[Stored items]

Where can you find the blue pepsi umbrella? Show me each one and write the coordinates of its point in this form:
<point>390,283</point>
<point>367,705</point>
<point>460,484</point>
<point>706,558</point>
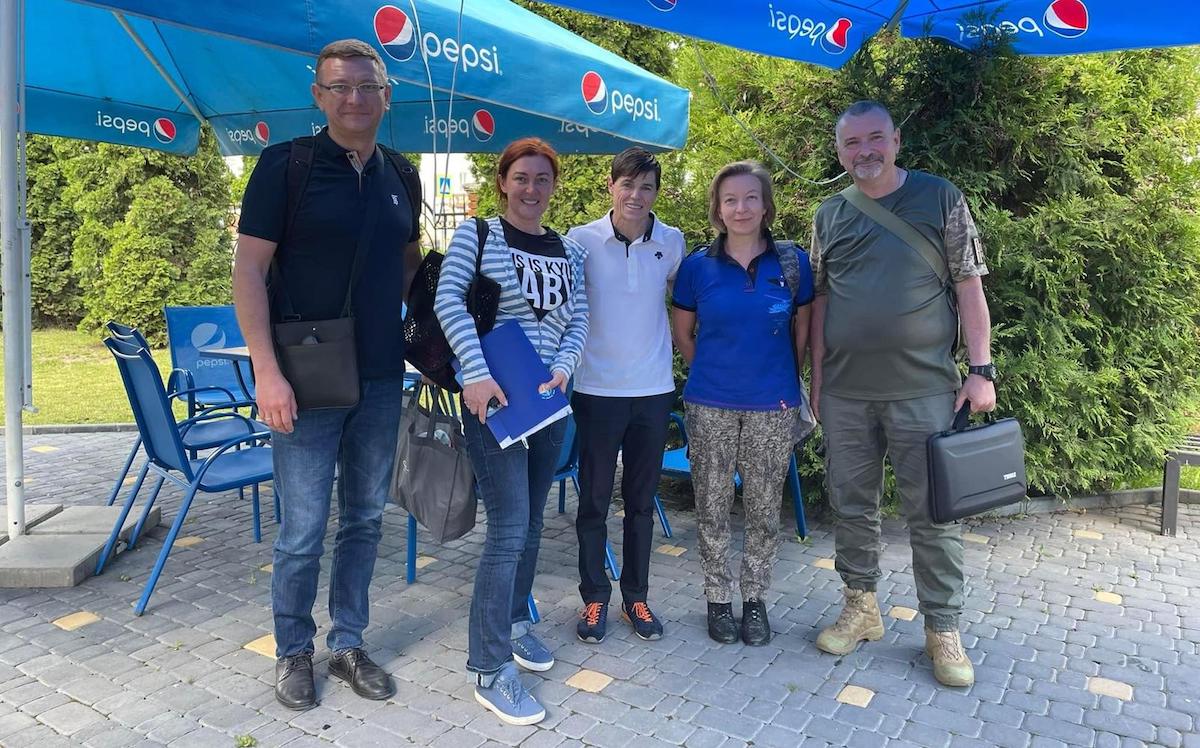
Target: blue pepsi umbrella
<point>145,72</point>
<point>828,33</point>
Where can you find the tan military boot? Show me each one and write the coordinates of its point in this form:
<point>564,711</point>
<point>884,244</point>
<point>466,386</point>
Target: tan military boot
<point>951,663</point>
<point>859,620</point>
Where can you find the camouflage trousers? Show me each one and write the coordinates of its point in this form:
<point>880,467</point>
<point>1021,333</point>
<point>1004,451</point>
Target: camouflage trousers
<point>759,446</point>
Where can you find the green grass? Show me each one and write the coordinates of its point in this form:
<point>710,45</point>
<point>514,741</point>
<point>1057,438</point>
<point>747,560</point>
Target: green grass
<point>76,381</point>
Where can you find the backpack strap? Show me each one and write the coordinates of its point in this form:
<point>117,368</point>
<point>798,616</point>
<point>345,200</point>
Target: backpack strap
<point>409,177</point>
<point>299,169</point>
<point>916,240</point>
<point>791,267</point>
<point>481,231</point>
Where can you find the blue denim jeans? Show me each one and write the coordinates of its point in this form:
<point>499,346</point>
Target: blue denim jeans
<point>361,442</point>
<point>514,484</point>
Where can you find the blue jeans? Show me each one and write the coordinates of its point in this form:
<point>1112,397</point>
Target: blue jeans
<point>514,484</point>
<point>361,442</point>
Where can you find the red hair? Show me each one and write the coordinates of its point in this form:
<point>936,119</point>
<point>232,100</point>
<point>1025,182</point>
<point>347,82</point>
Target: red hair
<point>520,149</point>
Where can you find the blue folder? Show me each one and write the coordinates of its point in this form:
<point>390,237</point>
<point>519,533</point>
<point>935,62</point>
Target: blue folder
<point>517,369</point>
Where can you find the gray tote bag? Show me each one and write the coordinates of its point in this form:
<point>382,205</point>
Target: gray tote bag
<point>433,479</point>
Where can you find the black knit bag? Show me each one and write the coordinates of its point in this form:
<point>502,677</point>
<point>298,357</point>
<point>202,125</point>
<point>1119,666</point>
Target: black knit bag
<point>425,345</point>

...

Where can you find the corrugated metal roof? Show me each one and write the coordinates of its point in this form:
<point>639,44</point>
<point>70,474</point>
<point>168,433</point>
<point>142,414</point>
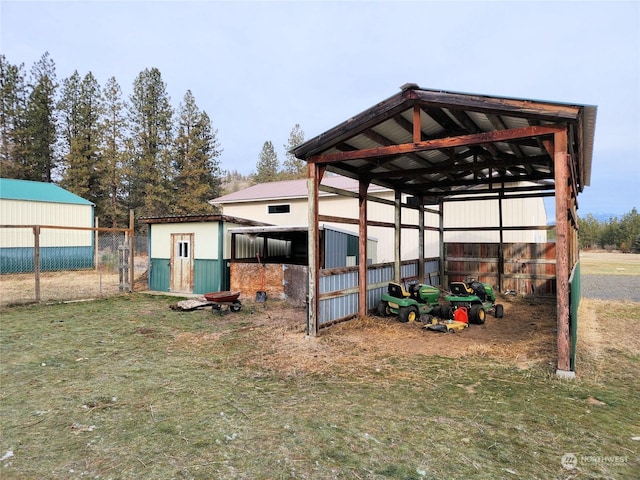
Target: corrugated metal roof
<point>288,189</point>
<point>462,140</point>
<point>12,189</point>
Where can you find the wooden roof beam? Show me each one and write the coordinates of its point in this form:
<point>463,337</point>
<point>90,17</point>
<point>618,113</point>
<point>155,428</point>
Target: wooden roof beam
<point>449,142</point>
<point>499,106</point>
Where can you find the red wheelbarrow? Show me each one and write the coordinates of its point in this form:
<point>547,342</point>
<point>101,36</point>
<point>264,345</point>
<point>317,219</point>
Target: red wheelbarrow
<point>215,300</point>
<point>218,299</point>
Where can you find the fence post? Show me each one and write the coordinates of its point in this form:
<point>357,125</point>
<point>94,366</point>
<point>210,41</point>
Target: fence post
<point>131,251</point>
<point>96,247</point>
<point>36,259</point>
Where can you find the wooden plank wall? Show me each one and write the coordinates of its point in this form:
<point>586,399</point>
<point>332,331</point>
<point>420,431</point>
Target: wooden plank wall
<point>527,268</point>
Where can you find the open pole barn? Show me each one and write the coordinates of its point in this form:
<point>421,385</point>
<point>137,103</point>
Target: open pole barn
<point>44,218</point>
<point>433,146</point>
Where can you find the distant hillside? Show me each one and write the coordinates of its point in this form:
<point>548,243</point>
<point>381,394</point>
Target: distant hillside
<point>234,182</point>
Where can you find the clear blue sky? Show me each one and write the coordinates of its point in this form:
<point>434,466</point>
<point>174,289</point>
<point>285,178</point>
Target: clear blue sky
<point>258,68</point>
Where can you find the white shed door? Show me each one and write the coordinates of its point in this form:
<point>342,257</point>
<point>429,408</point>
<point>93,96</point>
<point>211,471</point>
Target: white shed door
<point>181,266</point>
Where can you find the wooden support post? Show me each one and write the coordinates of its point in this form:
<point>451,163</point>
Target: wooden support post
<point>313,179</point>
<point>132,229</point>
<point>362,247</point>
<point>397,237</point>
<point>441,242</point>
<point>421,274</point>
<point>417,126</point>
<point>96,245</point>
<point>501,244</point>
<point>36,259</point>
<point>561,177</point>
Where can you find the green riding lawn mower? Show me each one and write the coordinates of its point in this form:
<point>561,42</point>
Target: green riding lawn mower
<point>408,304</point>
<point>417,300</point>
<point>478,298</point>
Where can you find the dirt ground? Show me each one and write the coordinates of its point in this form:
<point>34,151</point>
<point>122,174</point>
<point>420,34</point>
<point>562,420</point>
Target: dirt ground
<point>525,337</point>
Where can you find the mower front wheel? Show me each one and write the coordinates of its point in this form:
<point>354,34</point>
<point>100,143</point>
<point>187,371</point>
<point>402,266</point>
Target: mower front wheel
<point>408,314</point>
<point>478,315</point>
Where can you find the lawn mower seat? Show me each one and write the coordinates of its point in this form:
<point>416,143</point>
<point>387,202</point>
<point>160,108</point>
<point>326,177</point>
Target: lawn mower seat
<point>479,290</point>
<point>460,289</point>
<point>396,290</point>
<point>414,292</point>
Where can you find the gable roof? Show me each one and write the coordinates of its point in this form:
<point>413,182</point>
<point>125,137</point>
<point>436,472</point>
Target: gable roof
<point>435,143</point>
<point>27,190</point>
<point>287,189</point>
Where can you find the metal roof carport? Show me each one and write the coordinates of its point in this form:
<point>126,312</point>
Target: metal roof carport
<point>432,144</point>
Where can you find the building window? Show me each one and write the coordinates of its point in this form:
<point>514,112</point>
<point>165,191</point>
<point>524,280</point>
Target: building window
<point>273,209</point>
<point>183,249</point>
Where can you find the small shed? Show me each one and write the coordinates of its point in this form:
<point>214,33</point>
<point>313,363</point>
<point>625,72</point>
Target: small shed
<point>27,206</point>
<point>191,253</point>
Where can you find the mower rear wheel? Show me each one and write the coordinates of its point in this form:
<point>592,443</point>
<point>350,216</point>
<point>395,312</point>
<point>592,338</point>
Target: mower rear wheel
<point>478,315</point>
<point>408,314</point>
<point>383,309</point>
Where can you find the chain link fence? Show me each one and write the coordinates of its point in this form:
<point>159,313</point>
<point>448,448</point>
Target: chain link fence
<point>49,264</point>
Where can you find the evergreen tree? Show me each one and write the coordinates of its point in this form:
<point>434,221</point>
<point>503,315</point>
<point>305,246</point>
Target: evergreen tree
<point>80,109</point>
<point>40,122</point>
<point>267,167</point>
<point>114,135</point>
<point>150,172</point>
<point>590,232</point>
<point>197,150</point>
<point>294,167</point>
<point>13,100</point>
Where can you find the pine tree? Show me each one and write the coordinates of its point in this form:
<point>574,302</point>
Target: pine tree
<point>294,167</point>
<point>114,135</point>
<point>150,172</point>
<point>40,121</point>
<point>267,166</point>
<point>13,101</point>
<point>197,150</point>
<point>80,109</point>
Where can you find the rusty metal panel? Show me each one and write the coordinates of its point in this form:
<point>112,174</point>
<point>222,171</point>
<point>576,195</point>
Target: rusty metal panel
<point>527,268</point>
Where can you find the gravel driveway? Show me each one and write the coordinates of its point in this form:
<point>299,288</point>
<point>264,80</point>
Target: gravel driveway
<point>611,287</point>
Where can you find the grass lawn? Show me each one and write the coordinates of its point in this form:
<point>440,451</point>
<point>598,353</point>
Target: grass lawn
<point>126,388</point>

__AIM OF THE TASK__.
Copy the listing from the line with "Where can you find the blue pepsi" through the line with "<point>859,620</point>", changing "tan military boot" to "brown leather boot" and keeping everything else the same. Omit the picture.

__TASK SOLUTION__.
Where can you find the blue pepsi umbrella? Show me each one and write the coordinates of its point in this form:
<point>390,283</point>
<point>367,705</point>
<point>460,484</point>
<point>706,558</point>
Target: blue pepsi umbrella
<point>145,72</point>
<point>828,33</point>
Where can you find the brown leather boot? Show me each one and write the coordinates of its point in this form:
<point>564,711</point>
<point>884,244</point>
<point>466,386</point>
Target: brown leather boot
<point>951,663</point>
<point>859,620</point>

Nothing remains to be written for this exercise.